Passage:
================

Alex Cannon |
While healthcare leaders believe AI will transform their industry, most do not have an AI strategy.
In fact, only 6% of leaders at health systems have an AI strategy in place according to Bain & Company. Yet, 91% of healthcare leaders said that AI and machine learning would become critical for their organizations’ long-term success. What’s more — a recent Guild survey found that healthcare workers are eager to develop AI skills as AI usage increases.
AI’s impact across healthcare organizations continues to gain clarity:
AI will be transformative in allowing clinicians to spend more time delivering quality patient care.
AI will be critical to augmenting and automating things like administrative tasks.
AI will be important in scaling health systems operations.
AI will help deliver strong patient outcomes while ensuring strong financial performance.
AI is something employees want to learn.
As excitement about Generative AI peaks, employers have a short window of opportunity to build their talent for an AI-powered future. The most successful organizations will be those who harness today’s AI excitement and invest in their people to develop the hard-to-obtain skills, knowledge, and capabilities.
Enable AI skills with equity, agility and scale for healthcare talent.
While AI has captured the attention of employers and employees alike, the majority of AI skilling offerings in the market are built for the few (leaders & engineers) rather than for the majority (frontline + early / mid career allied health, clinical, or non-technical professionals). Yet in healthcare specifically, the benefits of upleveling diverse talent across your workforce is linked to critical growth levers.
The benefits of upleveling diverse talent
Better organizational performance
Companies that are more gender and racially diverse outperform their peers in innovation, effectiveness, and see improved financial performance.
Higher patient experience scores
Patients prefer doctors who share their race/ethnicity.
Stronger innovation
Organizations that prioritize diversity and inclusion report a 4x multiplier effect on their ability to innovate.

================

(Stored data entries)

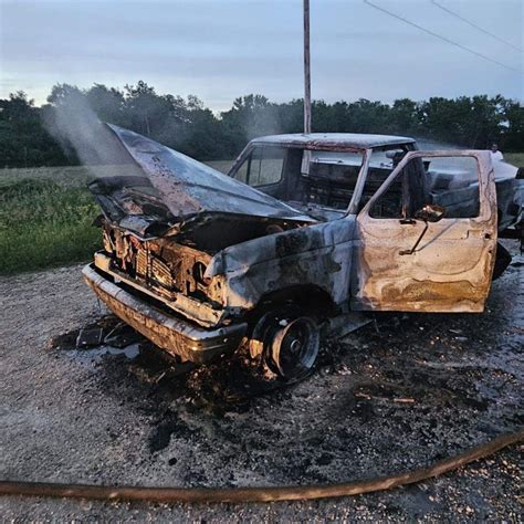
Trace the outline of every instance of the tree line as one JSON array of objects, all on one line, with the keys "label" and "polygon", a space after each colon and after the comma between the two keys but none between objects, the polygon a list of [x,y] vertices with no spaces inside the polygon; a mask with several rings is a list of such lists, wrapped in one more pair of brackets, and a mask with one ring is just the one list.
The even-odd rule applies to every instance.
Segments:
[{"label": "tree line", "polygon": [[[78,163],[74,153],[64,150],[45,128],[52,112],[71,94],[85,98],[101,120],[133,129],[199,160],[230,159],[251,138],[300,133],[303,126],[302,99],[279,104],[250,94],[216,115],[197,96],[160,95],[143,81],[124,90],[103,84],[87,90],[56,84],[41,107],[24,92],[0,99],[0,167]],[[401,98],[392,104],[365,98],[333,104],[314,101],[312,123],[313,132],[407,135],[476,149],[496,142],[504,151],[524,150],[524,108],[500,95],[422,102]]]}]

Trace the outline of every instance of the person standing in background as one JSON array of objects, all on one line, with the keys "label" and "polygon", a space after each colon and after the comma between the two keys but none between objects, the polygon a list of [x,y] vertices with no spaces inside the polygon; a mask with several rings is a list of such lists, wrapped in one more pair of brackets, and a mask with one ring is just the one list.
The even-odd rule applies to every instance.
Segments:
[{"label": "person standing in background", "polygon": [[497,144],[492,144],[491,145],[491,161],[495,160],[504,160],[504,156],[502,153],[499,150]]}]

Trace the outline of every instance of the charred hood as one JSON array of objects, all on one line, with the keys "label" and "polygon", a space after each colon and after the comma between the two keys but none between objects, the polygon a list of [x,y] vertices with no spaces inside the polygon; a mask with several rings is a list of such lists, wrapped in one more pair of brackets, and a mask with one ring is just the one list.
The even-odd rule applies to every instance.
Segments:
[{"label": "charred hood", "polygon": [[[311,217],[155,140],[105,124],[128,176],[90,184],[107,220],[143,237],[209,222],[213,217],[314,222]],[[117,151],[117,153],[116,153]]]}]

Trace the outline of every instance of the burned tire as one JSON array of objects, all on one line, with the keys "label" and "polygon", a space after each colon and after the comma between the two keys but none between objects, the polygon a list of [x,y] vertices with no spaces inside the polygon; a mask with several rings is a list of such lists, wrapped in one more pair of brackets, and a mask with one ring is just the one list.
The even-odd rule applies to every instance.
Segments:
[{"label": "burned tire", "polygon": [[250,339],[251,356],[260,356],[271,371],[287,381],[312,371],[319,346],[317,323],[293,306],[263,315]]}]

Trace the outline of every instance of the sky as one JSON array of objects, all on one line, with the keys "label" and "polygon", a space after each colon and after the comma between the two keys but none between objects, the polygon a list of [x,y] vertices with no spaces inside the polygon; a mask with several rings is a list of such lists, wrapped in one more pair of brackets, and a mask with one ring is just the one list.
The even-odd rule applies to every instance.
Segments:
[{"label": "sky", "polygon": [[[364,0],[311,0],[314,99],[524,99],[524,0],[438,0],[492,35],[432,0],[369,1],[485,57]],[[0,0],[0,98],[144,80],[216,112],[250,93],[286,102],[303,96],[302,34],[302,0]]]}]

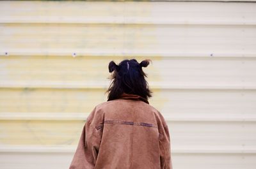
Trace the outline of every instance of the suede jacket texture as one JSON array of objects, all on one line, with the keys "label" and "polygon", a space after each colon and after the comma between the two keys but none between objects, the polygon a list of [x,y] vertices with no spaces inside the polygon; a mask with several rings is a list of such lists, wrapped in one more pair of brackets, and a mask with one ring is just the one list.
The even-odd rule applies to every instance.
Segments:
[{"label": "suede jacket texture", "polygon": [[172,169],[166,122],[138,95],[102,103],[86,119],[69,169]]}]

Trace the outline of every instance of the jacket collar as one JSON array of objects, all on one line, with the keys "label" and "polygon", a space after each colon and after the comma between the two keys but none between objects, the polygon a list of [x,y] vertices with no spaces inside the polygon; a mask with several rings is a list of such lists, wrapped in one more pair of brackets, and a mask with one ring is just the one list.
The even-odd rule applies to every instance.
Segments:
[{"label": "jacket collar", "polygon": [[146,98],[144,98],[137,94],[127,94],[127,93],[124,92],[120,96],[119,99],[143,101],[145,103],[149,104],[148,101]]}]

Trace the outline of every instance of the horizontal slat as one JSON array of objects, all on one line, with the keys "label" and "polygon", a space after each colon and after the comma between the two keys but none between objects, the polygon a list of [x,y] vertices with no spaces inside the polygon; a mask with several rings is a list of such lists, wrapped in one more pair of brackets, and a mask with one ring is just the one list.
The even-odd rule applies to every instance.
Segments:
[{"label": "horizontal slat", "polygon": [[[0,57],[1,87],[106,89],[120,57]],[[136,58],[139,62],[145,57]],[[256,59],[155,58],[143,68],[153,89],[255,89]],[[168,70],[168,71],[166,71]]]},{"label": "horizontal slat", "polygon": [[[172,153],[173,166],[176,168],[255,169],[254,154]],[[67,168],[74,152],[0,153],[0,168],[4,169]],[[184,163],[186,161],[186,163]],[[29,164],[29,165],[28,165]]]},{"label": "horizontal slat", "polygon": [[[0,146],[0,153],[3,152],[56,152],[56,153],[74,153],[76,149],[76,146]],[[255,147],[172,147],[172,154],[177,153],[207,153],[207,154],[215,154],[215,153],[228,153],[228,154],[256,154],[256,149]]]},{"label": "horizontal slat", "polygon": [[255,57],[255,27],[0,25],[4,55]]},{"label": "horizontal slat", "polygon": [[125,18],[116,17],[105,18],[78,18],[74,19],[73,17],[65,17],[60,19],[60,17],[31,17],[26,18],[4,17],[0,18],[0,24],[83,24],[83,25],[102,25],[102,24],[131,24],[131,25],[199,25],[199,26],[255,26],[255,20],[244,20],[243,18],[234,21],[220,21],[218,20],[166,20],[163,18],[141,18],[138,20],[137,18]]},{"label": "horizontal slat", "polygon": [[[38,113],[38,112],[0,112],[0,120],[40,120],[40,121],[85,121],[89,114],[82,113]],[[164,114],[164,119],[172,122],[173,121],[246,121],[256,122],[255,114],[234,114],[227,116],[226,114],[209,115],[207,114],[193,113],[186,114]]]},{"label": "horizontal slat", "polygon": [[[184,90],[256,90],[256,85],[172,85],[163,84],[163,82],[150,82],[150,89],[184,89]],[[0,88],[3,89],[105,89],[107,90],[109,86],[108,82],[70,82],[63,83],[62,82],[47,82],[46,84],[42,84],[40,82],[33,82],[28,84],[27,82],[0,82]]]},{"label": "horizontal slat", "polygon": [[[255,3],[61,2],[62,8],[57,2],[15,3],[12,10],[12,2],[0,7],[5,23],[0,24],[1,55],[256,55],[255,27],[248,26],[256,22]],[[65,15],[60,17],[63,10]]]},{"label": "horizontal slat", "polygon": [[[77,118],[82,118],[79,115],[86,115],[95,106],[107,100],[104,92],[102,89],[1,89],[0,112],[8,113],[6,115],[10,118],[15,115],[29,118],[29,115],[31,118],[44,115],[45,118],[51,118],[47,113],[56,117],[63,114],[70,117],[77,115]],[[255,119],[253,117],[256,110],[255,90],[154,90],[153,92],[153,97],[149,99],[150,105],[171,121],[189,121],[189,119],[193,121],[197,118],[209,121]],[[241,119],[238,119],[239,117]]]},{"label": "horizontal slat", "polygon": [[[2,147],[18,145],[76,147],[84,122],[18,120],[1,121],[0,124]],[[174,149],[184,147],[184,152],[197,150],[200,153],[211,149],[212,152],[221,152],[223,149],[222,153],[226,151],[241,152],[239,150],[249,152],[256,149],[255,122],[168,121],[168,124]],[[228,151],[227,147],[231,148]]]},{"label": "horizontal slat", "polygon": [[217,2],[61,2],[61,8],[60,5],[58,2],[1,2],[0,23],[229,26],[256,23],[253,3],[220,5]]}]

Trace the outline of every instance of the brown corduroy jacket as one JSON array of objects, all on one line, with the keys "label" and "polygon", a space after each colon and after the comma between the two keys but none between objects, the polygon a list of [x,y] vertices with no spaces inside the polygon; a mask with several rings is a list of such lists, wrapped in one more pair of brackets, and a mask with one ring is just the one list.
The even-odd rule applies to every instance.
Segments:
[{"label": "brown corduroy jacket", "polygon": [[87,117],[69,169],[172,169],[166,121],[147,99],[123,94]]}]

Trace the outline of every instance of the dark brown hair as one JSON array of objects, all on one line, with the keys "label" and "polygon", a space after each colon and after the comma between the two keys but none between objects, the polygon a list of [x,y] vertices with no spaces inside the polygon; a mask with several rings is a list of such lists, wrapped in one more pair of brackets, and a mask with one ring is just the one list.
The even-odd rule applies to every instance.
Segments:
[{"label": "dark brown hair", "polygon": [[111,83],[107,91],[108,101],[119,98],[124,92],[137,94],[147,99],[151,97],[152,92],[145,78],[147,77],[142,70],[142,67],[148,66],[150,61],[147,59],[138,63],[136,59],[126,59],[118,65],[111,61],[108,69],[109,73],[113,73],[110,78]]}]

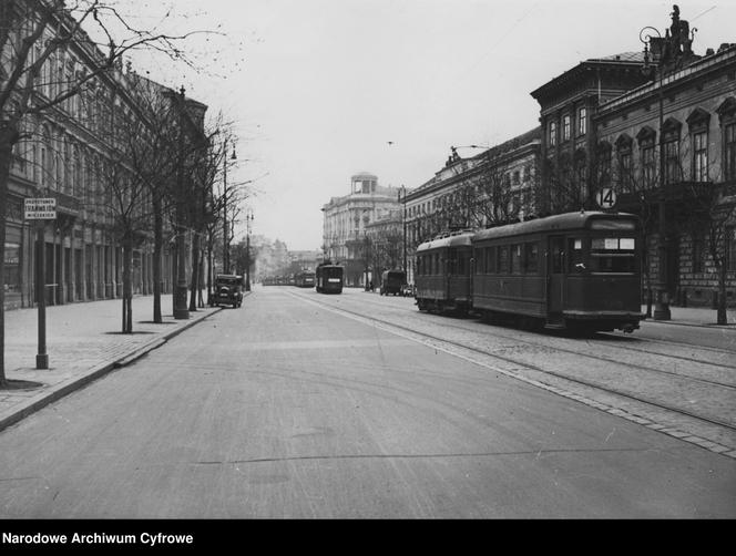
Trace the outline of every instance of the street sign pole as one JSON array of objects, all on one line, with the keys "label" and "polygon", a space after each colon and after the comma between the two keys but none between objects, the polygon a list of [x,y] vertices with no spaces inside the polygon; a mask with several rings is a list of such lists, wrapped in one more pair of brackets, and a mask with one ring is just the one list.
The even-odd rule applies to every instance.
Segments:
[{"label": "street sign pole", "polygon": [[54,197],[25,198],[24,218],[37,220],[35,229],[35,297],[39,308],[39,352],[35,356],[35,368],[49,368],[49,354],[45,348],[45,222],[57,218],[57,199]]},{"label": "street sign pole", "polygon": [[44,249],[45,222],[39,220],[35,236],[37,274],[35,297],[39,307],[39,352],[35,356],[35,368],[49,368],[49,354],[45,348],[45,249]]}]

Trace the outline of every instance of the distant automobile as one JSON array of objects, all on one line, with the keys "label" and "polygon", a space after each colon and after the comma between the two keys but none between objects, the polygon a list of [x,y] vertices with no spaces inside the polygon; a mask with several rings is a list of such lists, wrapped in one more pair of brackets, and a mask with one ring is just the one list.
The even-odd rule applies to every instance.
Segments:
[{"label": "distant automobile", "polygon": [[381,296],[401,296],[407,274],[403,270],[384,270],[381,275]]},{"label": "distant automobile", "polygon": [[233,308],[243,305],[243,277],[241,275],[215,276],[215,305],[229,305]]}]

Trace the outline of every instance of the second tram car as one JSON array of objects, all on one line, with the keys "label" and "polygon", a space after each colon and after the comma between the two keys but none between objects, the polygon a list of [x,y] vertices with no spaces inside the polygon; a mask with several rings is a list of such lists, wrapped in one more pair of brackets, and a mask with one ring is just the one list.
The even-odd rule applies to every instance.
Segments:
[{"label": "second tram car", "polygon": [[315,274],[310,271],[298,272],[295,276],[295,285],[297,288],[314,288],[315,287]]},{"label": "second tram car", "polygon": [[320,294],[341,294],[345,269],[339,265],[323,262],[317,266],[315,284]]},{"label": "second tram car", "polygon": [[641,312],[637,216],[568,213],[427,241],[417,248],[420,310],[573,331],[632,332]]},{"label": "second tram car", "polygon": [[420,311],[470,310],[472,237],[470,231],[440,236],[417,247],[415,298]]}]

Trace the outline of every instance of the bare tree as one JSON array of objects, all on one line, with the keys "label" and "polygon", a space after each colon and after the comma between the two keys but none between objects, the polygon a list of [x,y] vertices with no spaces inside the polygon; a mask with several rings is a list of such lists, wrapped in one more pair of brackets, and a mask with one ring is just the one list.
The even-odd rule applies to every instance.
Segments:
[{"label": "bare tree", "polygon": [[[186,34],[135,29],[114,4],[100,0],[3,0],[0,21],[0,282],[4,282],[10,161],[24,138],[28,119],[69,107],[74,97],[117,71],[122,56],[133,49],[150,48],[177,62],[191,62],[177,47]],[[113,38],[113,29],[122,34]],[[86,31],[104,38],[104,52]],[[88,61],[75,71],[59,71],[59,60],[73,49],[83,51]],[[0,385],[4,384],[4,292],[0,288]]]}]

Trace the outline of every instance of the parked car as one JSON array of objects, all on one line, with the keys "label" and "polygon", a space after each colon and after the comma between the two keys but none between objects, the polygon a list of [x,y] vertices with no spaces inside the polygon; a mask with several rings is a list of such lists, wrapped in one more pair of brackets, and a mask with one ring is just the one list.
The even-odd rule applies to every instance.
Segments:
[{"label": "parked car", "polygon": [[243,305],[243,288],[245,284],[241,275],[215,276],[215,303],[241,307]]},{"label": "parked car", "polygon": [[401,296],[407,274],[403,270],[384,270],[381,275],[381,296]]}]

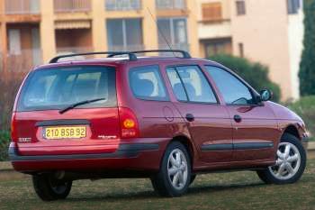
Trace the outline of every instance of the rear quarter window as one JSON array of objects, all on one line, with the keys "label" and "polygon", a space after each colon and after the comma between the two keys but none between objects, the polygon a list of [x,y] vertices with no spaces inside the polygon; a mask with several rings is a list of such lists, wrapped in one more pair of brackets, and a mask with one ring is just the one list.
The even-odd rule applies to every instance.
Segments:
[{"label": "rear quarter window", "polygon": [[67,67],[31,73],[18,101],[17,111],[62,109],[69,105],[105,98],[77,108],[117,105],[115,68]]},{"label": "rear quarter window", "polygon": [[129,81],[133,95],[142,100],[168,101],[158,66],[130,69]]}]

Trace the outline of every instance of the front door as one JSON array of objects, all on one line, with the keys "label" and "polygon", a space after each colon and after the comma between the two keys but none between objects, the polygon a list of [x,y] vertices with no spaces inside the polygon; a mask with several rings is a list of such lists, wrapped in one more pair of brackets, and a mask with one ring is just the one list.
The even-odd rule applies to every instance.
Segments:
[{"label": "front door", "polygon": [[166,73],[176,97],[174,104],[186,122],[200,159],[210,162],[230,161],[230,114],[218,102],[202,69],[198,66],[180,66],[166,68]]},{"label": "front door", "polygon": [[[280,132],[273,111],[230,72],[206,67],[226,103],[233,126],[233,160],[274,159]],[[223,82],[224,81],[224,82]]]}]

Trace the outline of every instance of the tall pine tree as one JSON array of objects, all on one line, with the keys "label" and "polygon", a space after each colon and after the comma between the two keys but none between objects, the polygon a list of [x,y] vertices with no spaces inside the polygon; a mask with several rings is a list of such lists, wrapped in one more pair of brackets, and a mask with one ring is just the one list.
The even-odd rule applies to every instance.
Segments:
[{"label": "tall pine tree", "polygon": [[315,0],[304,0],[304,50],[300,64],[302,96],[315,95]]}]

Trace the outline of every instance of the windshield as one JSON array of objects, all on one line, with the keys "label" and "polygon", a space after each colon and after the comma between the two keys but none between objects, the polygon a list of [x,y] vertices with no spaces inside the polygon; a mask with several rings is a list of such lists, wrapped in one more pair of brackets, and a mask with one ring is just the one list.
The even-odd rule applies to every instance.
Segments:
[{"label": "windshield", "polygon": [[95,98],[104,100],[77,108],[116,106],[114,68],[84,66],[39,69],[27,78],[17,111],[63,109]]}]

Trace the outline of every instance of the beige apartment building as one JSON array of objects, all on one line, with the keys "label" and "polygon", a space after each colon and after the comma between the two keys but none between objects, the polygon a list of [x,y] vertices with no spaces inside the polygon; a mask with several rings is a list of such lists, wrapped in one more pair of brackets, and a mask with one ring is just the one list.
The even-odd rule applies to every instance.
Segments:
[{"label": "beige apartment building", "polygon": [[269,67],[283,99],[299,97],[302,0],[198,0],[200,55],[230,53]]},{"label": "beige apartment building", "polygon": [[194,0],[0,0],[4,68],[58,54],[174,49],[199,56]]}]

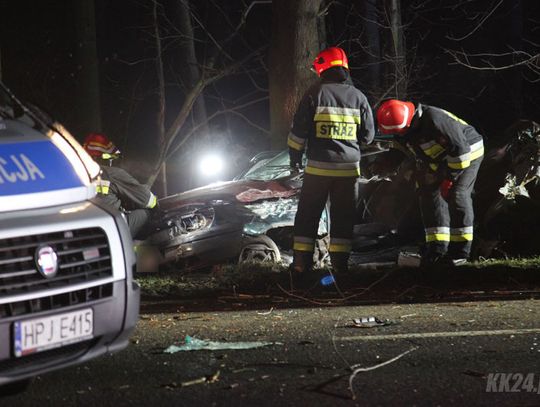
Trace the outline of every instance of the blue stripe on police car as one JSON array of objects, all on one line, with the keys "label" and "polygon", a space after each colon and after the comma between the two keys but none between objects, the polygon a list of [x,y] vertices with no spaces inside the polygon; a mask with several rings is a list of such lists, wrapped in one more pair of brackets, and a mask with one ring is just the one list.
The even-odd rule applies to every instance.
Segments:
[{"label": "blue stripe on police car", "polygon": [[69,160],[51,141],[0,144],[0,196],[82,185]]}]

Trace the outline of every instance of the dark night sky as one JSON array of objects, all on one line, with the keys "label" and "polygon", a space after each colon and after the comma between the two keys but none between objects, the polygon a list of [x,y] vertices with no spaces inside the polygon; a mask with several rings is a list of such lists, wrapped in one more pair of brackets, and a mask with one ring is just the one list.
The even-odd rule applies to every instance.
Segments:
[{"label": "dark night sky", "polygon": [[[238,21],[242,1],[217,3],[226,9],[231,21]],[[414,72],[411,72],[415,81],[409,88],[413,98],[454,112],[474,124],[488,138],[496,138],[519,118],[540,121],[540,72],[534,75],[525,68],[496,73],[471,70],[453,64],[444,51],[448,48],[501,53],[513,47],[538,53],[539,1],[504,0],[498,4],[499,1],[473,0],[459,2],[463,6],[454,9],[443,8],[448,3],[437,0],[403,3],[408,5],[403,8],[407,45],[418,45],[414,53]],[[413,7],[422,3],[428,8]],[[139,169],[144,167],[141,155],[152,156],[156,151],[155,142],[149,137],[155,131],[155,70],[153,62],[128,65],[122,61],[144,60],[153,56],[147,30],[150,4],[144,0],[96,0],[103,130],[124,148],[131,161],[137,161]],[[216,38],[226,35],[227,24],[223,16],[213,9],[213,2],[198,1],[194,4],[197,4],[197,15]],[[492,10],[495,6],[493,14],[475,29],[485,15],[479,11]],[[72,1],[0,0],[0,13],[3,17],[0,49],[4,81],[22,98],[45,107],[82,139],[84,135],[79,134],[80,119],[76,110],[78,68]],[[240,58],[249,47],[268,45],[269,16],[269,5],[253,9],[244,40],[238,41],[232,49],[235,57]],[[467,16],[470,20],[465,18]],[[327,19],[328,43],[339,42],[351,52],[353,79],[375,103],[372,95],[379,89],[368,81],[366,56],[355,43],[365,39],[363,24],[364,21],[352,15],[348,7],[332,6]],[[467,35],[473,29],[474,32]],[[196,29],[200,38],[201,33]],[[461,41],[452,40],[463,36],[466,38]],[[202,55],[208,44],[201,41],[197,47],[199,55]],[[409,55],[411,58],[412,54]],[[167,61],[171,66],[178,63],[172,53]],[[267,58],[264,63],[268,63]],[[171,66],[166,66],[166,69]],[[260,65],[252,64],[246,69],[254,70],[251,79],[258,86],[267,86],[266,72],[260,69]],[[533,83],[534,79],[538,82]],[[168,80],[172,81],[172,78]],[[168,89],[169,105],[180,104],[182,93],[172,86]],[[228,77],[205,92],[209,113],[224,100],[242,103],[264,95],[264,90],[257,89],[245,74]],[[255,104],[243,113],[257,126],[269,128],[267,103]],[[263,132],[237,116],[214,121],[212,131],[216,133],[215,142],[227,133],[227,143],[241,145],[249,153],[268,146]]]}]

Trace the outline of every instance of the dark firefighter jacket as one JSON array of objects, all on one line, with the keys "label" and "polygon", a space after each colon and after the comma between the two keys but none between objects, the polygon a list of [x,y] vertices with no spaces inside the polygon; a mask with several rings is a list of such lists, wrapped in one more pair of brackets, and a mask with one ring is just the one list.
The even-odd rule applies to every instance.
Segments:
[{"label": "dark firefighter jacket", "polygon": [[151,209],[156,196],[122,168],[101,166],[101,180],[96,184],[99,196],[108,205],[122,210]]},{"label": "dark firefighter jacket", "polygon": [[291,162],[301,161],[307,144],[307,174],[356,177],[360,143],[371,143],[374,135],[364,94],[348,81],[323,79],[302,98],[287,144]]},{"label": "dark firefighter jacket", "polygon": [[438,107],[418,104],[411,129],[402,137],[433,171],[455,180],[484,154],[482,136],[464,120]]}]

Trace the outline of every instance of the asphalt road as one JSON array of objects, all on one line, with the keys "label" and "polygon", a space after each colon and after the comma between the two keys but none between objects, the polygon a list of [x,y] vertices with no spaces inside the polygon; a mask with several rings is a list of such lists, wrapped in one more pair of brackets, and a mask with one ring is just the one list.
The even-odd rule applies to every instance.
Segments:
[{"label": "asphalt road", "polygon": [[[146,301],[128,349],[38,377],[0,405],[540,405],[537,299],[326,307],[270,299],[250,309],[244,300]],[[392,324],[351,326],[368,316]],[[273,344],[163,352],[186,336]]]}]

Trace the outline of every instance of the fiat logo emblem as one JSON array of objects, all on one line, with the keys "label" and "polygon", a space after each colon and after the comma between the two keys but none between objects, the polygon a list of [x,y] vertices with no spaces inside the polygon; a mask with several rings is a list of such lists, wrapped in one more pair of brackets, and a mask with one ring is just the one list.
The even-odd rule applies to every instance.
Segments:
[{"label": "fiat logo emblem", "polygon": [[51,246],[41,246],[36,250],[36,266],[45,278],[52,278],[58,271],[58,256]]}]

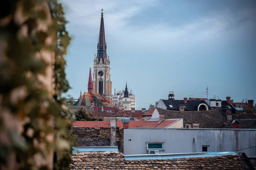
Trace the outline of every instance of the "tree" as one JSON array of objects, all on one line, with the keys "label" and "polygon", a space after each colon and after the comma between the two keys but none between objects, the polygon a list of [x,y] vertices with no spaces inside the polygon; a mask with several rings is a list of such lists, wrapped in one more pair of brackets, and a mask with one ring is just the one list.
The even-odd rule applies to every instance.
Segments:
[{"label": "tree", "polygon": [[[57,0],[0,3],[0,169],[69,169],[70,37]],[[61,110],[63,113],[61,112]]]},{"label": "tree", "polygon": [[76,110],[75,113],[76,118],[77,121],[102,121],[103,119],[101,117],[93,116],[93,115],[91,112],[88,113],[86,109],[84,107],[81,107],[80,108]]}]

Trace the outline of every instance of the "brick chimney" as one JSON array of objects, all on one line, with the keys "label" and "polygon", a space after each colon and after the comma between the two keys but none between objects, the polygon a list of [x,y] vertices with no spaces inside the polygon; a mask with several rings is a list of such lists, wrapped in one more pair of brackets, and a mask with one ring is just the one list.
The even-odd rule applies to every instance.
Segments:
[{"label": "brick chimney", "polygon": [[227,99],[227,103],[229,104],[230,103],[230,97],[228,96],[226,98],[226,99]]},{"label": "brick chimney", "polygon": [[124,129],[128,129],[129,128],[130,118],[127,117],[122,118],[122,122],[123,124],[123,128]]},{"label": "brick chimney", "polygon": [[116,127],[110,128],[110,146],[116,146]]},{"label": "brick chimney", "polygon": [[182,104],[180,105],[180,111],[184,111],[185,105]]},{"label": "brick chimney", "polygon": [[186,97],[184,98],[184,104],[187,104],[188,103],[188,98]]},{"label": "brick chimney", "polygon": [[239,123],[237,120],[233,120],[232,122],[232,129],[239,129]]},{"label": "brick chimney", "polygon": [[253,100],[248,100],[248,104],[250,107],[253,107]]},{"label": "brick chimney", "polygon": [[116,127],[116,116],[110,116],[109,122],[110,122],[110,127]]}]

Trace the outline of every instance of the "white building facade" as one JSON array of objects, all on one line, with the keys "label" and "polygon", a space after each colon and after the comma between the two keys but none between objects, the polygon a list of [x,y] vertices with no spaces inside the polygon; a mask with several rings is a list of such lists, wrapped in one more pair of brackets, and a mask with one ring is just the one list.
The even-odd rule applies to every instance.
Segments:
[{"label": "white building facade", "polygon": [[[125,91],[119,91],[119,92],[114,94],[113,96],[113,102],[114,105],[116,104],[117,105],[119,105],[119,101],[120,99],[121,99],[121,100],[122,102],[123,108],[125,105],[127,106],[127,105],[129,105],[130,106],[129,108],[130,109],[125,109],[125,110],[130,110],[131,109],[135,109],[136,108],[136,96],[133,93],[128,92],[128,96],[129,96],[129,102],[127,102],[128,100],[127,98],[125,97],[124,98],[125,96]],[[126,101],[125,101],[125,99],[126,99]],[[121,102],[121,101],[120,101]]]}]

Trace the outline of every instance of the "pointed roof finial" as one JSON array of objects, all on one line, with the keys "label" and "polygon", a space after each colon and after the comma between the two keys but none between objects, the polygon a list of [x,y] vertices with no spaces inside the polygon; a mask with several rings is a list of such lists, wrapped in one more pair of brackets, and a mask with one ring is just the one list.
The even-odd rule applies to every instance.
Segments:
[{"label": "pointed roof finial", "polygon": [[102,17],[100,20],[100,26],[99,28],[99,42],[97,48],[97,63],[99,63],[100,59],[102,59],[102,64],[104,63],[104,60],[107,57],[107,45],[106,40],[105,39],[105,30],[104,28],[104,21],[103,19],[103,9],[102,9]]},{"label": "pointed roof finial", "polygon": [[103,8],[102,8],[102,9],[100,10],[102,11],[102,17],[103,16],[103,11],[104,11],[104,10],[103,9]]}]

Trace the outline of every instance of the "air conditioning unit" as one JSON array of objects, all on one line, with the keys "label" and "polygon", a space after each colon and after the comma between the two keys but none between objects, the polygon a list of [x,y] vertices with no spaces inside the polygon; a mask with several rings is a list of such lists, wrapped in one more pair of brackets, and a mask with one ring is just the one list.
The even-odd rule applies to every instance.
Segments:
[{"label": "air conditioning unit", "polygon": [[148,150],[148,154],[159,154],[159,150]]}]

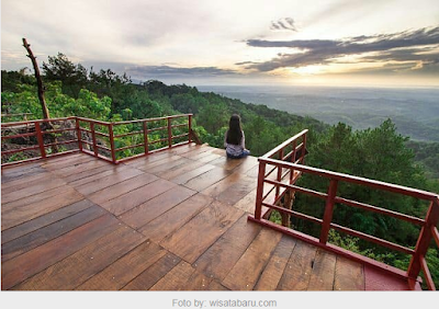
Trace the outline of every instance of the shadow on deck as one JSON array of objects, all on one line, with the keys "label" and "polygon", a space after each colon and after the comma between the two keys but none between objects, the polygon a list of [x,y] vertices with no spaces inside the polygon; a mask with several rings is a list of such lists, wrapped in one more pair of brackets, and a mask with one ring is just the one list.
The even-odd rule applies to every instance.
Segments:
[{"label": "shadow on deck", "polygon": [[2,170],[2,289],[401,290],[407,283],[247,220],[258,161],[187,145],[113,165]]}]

================

Questions to answer:
A – In the piece on AI in healthcare, switch "administrative tasks" to "billing tasks" and write out everything from "AI’s impact across" down to "strong financial performance.".
B – Proceed with the piece on AI in healthcare, picking up after its final sentence.

Your written answers:
A –
AI’s impact across healthcare organizations continues to gain clarity:
AI will be transformative in allowing clinicians to spend more time delivering quality patient care.
AI will be critical to augmenting and automating things like billing tasks.
AI will be important in scaling health systems operations.
AI will help deliver strong patient outcomes while ensuring strong financial performance.

B –
AI is set to impact nearly all employee personas. While some seek basic AI understanding others are looking for more innovative and strategic applications. At Guild, we’ve seen application volume in AI programs grow by 800% in the last 12 months (as of Aug 2023) for employers with AI programs in their catalog. Yet while most healthcare workers have AI awareness, AI tool adoption rates in the workplace is still lagging — fueling a growing divide.

SOURCE (both stats): Survey data collected from Guild members and learners within the healthcare industry in June and September 2023 (n=392)
We’re about to see a major disruption in how everyone works, and I do think that the frontline population will be impacted most.”
Bijal Shah, Guild CEO at a CNBC Disruptor 50 event on AI.
For organizations to equitably build an AI-enabled workforce, Guild believes employers need skilling programs across 4 core learning areas: AI fundamentals, AI in Practice, AI Expertise, and AI for Leaders.
Leveraging our learning marketplace of vetted providers, education and skilling offerings have quickly expanded to ensure applicable content for all learning areas. We also continue to innovate with partners where necessary to fill gaps.

Guild has expanded the number of AI programs in our marketplace by ~3x including at least 15 that do not require a bachelor’s degree.
Automate, augment, and accelerate your workforce with AI
AI can become an operational and clinical advantage for healthcare organizations. Its potential to create efficiencies, augment the patient experience, and alleviate administrative burden have inspired plans to invest in a variety of AI-powered solutions. Here are a few questions to ask as you think about skilling at scale.
01. What processes or job tasks are most likely to be augmented by AI?
Certain roles in your healthcare organization have a mix of manual tasks and responsibilities that require human discernment and judgment. With training around AI, these employees can augment their capabilities, and drive productivity while freeing up time for the human-centric tasks.
For example, organizations can leverage AI to automate administrative tasks allowing clinicians to spend more time doing what they love (patient-care) and what they uniquely can do that AI can't (again patient-care).
02. What processes are most likely to be automated by AI?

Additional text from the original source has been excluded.